What kind of world do you live in?
 
Charles W. Hedrick
Professor Emeritus
Missouri State University
 
See "Wry Thoughts about Religion" Blog: March 13, 2013.

Tuesday, February 9, 2016

Revelation: Did God talk to Paul?

The ancient Greeks, and the Romans, were both very superstitious and religious.  One of their many ways of divination, i.e., ways to find the will of the Gods, was through consulting special intuitive persons at some twenty religious sanctuaries throughout the ancient Mediterranean world.  These "diviners" were called "oracles," and were the mediums through whom a God transmitted revelations and oracles (as the sayings of a God were called).  The most famous of these religious sanctuaries was Delphi, located on the slopes of Mount Parnassus overlooking the Gulf of Corinth.  People, from kings to paupers, came from all over the ancient world to Delphi to consult the Pythian oracle, prophetess of the God Apollo, one of the sons of Zeus.  She would receive her revelations while being possessed by the God in a cave located under the Temple of Apollo, whose ruins still exist, and she would communicate them to those inquiring of the God as sayings of the God (compare Acts 16:16-18: where a young girl is described as possessed by a "Pythian spirit").
 
            In the latter part of the first century and early second century A.D., a philosopher and literary figure, Plutarch, who was a priest at Delphi, wrote an essay explaining why many oracular centers in Greece had ceased to function ("Obsolescence of Oracles").  In other words a customary practice of ancient Greek religion was dying out.
 
            In the first third of the first century after the death of Jesus (around 30) certain followers of the Christ were also believed to be prophets (see Didache 11:3-13:7; 1 Corinthians 12:10, 29); they were moved by the Spirit to utter "the Word of the Lord" to their contemporaries, just as was done by the oracles in the religious sanctuaries of ancient Greece and Rome.  One of these early Christian Prophets was the author of Matthew's Gospel, who channeled a saying of the crucified and resurrected Christ (Matt 28:18-20).
 
            But perhaps more interesting is the claim of the apostle Paul that he himself, like the Pythia at Delphi, possessed the Spirit of God (1 Corinthians 7:40), and said that Christ spoke through him (2 Corinthians 13:3).  Hence he was able to channel sayings (or oracles) of the deity, as the Pythia and the early Christian prophet Matthew had done.  Here is a clear instance of Paul claiming to be privy to "an abundance of revelations," channeling a saying of the Lord:
 
And to keep me from being puffed up with pride by the abundance of revelations, a thorn was given me in the flesh, a messenger of Satan, to harass me, to keep me from being too puffed up.  Three times I begged the Lord about this that it should leave me; but he said to me "My grace is sufficient for you, for my power is made perfect in weakness" (2 Corinthians 12:7-9; see also 12:1).

+++

*Given request*
Answer these questions from the post on revelation:
(a) Where was Delphi located?
(b) What title is given for Plutarch's essay on why many oracular centers in Greece had ceased to function?
(c) Which verse is cited for Paul saying that Christ spoke through him?

*Material provided*
+++

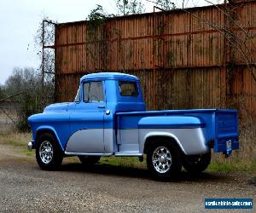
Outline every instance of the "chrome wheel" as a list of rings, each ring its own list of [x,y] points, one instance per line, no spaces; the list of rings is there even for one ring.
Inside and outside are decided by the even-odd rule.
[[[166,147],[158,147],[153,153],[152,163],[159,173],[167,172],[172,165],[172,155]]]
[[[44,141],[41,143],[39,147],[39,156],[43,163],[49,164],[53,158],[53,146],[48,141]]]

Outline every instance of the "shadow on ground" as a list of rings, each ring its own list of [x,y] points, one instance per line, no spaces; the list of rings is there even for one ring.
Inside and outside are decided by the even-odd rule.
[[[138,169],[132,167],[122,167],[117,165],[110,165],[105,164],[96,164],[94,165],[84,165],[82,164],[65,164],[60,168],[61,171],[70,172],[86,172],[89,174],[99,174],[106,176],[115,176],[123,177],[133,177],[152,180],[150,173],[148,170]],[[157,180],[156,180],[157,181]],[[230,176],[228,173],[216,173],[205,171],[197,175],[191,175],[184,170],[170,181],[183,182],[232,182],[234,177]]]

+++

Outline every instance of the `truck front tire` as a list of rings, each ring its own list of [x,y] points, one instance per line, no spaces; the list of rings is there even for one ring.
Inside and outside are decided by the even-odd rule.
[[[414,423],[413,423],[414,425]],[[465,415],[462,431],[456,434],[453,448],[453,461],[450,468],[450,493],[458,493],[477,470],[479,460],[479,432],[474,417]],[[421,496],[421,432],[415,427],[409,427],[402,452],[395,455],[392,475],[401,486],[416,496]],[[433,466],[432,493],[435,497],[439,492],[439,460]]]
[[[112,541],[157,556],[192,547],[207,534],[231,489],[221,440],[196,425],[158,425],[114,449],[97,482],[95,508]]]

+++

*Solution below*
(a) On the slopes of Mount Parnassus, overlooking the Gulf of Corinth.
(b) "Obsolescence of Oracles."
(c) 2 Corinthians 13:3.